[Point localization data]
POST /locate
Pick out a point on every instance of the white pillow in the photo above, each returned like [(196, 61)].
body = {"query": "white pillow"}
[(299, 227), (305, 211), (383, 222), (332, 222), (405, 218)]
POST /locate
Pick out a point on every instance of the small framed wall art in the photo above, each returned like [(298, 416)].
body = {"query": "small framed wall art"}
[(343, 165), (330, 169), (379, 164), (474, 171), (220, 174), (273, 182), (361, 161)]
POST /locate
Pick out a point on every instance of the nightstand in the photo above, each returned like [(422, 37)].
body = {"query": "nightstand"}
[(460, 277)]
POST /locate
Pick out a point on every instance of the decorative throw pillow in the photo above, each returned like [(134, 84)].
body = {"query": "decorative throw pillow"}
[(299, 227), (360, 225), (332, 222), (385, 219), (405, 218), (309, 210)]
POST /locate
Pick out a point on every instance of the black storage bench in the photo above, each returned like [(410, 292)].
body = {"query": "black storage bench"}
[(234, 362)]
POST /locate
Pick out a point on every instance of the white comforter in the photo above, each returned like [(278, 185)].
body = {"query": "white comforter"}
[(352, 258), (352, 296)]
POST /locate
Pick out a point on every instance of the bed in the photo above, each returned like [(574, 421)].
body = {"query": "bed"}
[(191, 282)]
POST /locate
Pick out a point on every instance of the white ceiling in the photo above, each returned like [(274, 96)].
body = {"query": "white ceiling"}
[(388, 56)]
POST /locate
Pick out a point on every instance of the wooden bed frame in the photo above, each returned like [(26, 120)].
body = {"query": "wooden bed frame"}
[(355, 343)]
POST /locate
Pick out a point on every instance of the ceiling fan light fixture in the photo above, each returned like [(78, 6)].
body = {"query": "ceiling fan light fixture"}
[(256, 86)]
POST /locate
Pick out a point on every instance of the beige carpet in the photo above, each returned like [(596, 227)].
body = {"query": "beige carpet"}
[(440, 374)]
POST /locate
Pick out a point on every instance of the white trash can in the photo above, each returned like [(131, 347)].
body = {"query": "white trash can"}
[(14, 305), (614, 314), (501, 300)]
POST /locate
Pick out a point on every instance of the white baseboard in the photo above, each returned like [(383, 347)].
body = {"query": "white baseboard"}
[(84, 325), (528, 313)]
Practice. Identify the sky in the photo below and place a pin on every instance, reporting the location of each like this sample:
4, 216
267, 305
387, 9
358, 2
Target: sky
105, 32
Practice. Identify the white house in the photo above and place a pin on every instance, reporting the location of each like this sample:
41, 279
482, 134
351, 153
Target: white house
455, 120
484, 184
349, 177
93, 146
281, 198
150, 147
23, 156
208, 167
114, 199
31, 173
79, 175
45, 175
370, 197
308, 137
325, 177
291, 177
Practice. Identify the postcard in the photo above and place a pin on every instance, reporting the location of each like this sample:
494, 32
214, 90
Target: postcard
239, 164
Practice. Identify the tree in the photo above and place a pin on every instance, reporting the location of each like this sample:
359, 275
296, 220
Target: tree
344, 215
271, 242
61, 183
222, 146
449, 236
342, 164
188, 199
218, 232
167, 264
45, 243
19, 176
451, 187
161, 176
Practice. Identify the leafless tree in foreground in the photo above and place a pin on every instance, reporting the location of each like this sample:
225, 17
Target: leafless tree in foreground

#### [Prompt]
Copy each line above where the string "foreground" occurs.

#### [Solution below]
Practice. Identify the leafless tree in foreground in the photo above and place a pin on every instance, reporting the location of each like this sample:
Target: leafless tree in foreground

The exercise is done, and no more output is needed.